Source text |
Validating water models for molecular modeling

In molecular modeling water is often present in one way or another. There are over 50 different water models used by scientists when modeling different phenomena. This project is about comparing the physical and chemical properties of a subset of all the available models to decide which models that are good at what. The project will involve learning how to use the molecular dynamics program GROMACS and learning how to evaluate simulations.

Molecular dynamics of organic molecules on water surfaces

The behavior of small organic molecules on water surfaces is important for atmospheric chemistry. Molecules that show surface preference have a larger possibility to interact with the surrounding atmosphere. We have studied how small organic molecules such as carboxylic acids and alcohols behave in a water/gas interphase both experimentally and using molecular dynamics. This project is focused on doing a simulation study of how the structure of different organic molecules affect the molecules' surface preference. Simulations will be done using the molecular dynamics package GROMACS and will be strongly connected to experimental results that come from studies at synchrotron sources such as MAXlab.

Set problem 1 |
In the molecular modeling project descriptions, which molecular dynamics program will both projects use?
Set problem 2 |
Extend the molecular modeling project descriptions, continuing from their final sentence.

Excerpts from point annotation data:
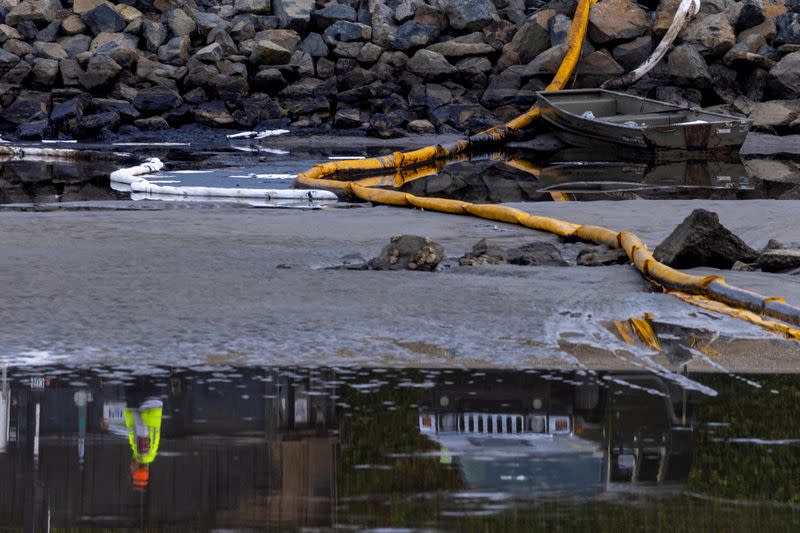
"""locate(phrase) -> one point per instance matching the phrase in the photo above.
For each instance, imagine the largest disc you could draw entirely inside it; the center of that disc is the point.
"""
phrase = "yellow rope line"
(697, 290)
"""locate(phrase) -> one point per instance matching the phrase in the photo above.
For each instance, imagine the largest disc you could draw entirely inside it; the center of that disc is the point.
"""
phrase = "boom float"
(711, 292)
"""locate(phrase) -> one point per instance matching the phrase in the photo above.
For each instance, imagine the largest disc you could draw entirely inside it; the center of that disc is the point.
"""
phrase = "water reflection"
(286, 447)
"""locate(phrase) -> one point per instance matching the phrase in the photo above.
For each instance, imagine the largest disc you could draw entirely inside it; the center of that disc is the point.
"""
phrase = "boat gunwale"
(547, 98)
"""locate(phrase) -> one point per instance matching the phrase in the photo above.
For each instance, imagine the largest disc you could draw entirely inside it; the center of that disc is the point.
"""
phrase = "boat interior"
(630, 112)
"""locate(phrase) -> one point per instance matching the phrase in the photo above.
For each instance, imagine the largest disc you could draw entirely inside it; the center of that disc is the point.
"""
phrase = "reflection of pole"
(5, 410)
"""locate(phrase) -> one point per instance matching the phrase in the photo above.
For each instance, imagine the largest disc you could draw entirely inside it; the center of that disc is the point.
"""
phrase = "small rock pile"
(385, 67)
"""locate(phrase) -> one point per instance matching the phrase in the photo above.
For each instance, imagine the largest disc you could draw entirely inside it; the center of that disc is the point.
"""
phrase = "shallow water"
(256, 448)
(571, 175)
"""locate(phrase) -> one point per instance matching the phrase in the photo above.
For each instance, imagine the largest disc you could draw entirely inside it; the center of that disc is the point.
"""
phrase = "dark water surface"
(324, 448)
(575, 175)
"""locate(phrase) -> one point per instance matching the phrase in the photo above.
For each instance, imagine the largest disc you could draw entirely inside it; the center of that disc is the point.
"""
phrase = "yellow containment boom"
(697, 290)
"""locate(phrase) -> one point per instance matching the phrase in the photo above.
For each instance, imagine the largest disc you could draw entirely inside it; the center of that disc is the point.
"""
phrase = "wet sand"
(226, 285)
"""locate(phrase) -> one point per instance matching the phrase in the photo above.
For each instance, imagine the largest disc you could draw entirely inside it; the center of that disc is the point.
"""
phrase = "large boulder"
(700, 240)
(612, 20)
(470, 15)
(532, 38)
(412, 34)
(687, 67)
(268, 53)
(40, 12)
(101, 72)
(156, 100)
(28, 106)
(293, 14)
(712, 35)
(103, 18)
(409, 252)
(178, 22)
(788, 26)
(784, 78)
(430, 65)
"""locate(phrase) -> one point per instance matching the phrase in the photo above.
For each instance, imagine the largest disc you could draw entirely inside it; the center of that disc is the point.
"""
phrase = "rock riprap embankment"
(81, 68)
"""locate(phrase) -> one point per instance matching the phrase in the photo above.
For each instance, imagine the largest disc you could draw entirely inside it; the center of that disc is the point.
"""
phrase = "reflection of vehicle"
(541, 436)
(521, 435)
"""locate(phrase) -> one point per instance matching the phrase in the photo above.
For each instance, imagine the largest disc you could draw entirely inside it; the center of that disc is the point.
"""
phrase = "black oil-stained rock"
(779, 260)
(601, 257)
(700, 240)
(409, 252)
(488, 252)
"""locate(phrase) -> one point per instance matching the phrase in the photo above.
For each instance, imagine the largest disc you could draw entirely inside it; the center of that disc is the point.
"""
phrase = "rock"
(92, 125)
(485, 252)
(750, 15)
(35, 130)
(124, 109)
(293, 14)
(49, 33)
(784, 78)
(612, 20)
(430, 65)
(502, 89)
(7, 32)
(268, 53)
(536, 254)
(75, 44)
(413, 35)
(775, 113)
(349, 117)
(175, 51)
(345, 32)
(178, 22)
(7, 61)
(738, 266)
(632, 54)
(470, 15)
(156, 100)
(687, 67)
(151, 124)
(559, 28)
(322, 18)
(700, 240)
(44, 73)
(209, 54)
(154, 35)
(420, 127)
(430, 16)
(314, 45)
(779, 260)
(711, 35)
(213, 114)
(72, 25)
(256, 7)
(602, 257)
(409, 252)
(788, 26)
(82, 6)
(369, 53)
(40, 12)
(453, 48)
(28, 106)
(532, 38)
(49, 51)
(288, 39)
(745, 53)
(103, 18)
(101, 72)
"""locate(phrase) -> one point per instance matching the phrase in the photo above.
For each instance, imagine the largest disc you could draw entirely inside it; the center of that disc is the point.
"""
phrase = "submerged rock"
(700, 240)
(488, 252)
(600, 257)
(409, 252)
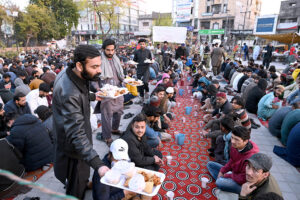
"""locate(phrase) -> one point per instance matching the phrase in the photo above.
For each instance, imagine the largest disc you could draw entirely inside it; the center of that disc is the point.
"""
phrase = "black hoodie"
(255, 95)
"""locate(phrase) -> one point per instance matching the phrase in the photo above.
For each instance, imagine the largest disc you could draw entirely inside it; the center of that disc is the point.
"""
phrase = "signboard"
(170, 34)
(265, 25)
(183, 10)
(211, 32)
(241, 32)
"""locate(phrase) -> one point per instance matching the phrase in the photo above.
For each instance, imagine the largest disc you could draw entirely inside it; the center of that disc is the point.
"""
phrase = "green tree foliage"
(66, 14)
(163, 21)
(37, 22)
(108, 19)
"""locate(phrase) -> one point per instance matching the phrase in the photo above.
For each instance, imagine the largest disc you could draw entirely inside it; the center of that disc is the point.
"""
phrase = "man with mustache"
(74, 153)
(258, 177)
(139, 151)
(112, 74)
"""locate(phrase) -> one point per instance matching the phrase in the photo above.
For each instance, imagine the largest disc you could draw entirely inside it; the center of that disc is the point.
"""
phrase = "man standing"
(112, 73)
(74, 153)
(143, 72)
(268, 55)
(259, 180)
(216, 59)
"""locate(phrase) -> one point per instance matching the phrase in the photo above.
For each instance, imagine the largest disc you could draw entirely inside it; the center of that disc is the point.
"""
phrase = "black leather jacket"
(71, 121)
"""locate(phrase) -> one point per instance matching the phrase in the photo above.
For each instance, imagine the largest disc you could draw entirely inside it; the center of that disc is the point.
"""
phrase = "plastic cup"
(204, 181)
(169, 159)
(170, 195)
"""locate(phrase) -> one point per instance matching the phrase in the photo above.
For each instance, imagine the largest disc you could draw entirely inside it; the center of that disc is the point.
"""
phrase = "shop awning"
(287, 38)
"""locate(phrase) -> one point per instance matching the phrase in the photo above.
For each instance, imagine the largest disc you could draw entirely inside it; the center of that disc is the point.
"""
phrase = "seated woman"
(269, 103)
(292, 151)
(31, 138)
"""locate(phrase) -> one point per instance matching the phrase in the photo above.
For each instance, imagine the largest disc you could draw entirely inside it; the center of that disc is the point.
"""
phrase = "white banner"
(170, 34)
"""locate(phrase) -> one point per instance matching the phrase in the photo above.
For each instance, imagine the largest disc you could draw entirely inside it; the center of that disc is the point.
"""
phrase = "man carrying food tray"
(74, 153)
(143, 72)
(112, 74)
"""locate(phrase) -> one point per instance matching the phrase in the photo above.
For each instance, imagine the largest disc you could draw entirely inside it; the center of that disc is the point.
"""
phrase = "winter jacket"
(32, 140)
(255, 95)
(21, 87)
(290, 120)
(11, 107)
(237, 163)
(276, 120)
(139, 151)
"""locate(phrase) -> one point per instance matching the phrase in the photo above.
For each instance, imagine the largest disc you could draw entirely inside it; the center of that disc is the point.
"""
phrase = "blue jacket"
(11, 107)
(105, 192)
(29, 135)
(294, 97)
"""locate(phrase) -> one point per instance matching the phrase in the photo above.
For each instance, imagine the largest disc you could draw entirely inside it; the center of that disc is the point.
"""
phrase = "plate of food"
(148, 61)
(111, 92)
(133, 82)
(134, 179)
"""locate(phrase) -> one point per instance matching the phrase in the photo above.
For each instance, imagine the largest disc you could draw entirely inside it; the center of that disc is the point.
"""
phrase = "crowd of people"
(48, 114)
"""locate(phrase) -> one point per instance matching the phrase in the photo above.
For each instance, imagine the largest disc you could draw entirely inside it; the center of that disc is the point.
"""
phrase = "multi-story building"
(230, 15)
(146, 22)
(89, 28)
(289, 16)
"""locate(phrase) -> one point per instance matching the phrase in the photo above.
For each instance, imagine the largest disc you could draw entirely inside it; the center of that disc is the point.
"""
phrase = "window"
(225, 8)
(205, 25)
(216, 26)
(208, 9)
(145, 23)
(216, 9)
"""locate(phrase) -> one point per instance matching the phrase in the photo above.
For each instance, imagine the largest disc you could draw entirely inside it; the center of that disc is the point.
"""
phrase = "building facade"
(289, 16)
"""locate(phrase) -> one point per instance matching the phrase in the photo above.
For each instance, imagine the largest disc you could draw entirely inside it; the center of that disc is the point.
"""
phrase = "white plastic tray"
(123, 179)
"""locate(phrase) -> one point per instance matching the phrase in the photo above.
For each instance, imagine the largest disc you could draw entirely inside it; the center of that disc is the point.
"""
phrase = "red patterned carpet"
(183, 175)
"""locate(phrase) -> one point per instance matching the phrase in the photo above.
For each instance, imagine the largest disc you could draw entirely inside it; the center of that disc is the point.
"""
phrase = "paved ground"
(286, 175)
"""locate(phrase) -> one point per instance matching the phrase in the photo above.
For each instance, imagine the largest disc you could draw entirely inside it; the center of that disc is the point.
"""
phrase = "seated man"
(30, 137)
(292, 151)
(17, 105)
(37, 97)
(10, 160)
(117, 151)
(269, 103)
(258, 177)
(241, 149)
(222, 141)
(139, 151)
(154, 138)
(239, 113)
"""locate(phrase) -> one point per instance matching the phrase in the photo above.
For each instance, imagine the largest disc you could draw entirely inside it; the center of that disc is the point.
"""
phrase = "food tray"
(127, 81)
(123, 179)
(110, 97)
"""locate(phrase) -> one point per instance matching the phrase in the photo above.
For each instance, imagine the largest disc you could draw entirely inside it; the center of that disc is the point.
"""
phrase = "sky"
(268, 6)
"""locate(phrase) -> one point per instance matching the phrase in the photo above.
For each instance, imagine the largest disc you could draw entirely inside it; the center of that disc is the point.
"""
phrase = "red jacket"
(237, 163)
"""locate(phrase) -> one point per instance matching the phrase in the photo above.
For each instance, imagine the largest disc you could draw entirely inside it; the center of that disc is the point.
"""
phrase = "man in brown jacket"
(259, 180)
(216, 59)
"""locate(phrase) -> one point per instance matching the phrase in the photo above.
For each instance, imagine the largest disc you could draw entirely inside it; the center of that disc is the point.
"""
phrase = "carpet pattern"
(183, 174)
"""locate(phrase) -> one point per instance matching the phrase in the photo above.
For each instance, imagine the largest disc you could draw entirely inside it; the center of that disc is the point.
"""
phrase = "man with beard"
(71, 122)
(143, 72)
(258, 177)
(112, 73)
(269, 103)
(37, 97)
(17, 105)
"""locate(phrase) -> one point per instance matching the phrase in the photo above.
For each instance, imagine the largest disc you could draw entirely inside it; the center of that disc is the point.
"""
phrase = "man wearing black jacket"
(71, 121)
(139, 151)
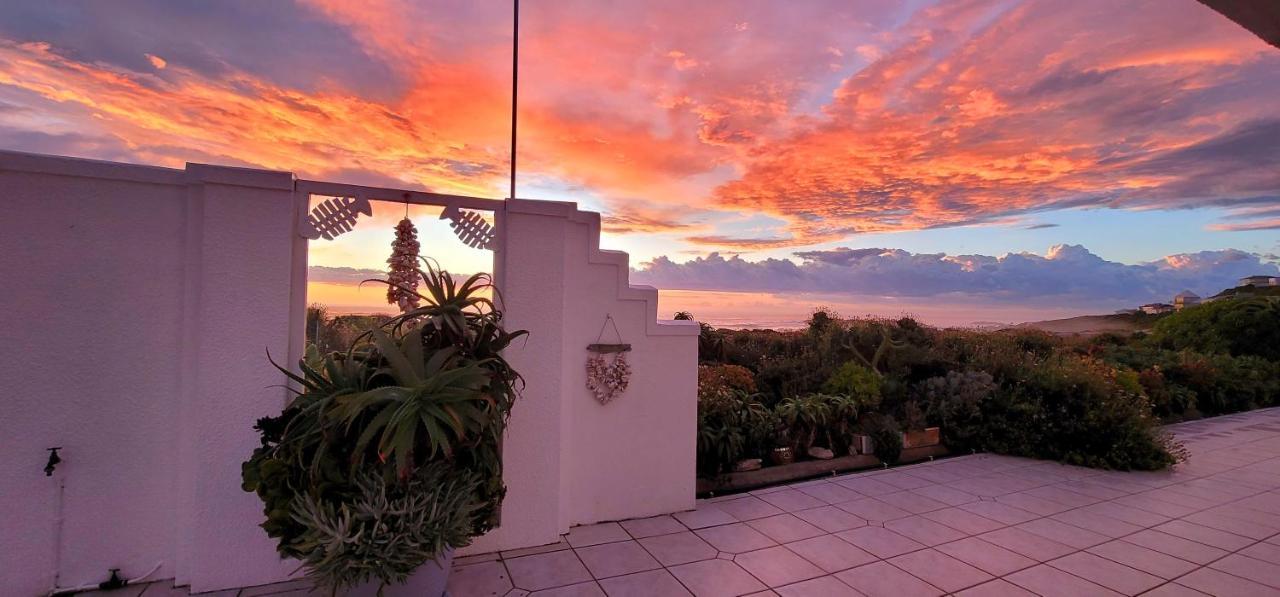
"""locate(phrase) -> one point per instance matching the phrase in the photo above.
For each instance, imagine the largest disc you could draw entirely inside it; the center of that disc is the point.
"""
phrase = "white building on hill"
(1185, 299)
(1260, 281)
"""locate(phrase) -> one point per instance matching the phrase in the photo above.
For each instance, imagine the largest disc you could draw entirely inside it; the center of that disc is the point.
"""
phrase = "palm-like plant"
(423, 399)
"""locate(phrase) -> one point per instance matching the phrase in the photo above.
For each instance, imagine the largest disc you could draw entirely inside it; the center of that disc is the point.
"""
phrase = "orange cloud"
(835, 119)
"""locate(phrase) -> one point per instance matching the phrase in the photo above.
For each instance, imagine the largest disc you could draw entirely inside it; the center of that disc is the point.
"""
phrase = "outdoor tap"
(54, 459)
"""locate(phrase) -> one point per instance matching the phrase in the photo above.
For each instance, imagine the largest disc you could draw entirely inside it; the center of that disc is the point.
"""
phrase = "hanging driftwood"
(470, 227)
(334, 217)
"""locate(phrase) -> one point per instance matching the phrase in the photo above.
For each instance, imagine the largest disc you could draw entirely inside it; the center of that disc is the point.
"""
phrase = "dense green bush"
(1093, 401)
(886, 438)
(1240, 327)
(391, 452)
(859, 383)
(955, 402)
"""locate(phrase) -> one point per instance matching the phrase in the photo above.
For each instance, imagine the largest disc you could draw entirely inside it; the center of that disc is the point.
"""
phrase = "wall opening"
(339, 304)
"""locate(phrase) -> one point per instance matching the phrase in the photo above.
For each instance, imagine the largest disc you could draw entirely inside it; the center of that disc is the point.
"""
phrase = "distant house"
(1260, 281)
(1184, 300)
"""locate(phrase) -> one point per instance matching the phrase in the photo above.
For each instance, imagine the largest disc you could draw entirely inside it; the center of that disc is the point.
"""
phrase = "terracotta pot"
(931, 436)
(428, 580)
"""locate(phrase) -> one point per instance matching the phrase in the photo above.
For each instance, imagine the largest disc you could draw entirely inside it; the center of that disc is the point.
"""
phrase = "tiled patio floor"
(967, 525)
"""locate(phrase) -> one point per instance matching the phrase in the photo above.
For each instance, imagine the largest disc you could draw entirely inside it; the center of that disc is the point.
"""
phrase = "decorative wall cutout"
(470, 227)
(334, 217)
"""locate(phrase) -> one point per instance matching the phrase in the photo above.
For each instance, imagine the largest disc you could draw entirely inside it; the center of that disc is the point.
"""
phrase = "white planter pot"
(428, 580)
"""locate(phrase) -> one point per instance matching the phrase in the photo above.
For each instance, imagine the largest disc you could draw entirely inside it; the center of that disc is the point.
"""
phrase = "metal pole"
(515, 86)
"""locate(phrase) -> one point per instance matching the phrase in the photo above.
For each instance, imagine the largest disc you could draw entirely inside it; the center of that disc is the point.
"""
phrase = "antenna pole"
(515, 86)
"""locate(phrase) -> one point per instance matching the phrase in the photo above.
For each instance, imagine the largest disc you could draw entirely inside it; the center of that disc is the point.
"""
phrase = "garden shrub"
(731, 427)
(1092, 401)
(954, 402)
(723, 379)
(859, 383)
(887, 438)
(1239, 327)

Response 1 |
GROMACS.

Response 2 |
Shockwaves in materials induced by an X-ray laser

X-ray lasers are new types of lasers, which produce extremely intense and short X-ray pulses. In this project you will use computer simulations to study how shockwaves can be created in a material (e.g. metal) when it is hit by a focused laser beam and turns into a plasma. This will help us understand how the structure of the material changes and how to control such an extreme process.

Experimental Study and Simulation of Liquid Interfaces

The properties of liquid surfaces and interfaces differ fundamentally from the bulk. It is therefore crucial to understand the behaviour of solutions in proximity to such an interface. Two powerful tools to study these systems are photoelectron spectroscopy and molecular dynamics (MD) simulations. In this project you would study aqueous solutions containing various solutes (e.g. small molecules and ions) using our in-house experiment as well as synchrotron light source setups. Our setup combines a liquid jet with a hemispherical photoelectron analyzer, which allows us to selectively observe the interface of the liquid and can also be modified to study aerosols. The experimental results would then be supported by MD simulations which are crucial if one wants to understand the mechanisms behind the observed experimental effect.

Publications

The findings of this group has been published in a variety of different journals throughout the years, oftentimes in collaboration with other research teams around the world. You may browse our publications by following the links below.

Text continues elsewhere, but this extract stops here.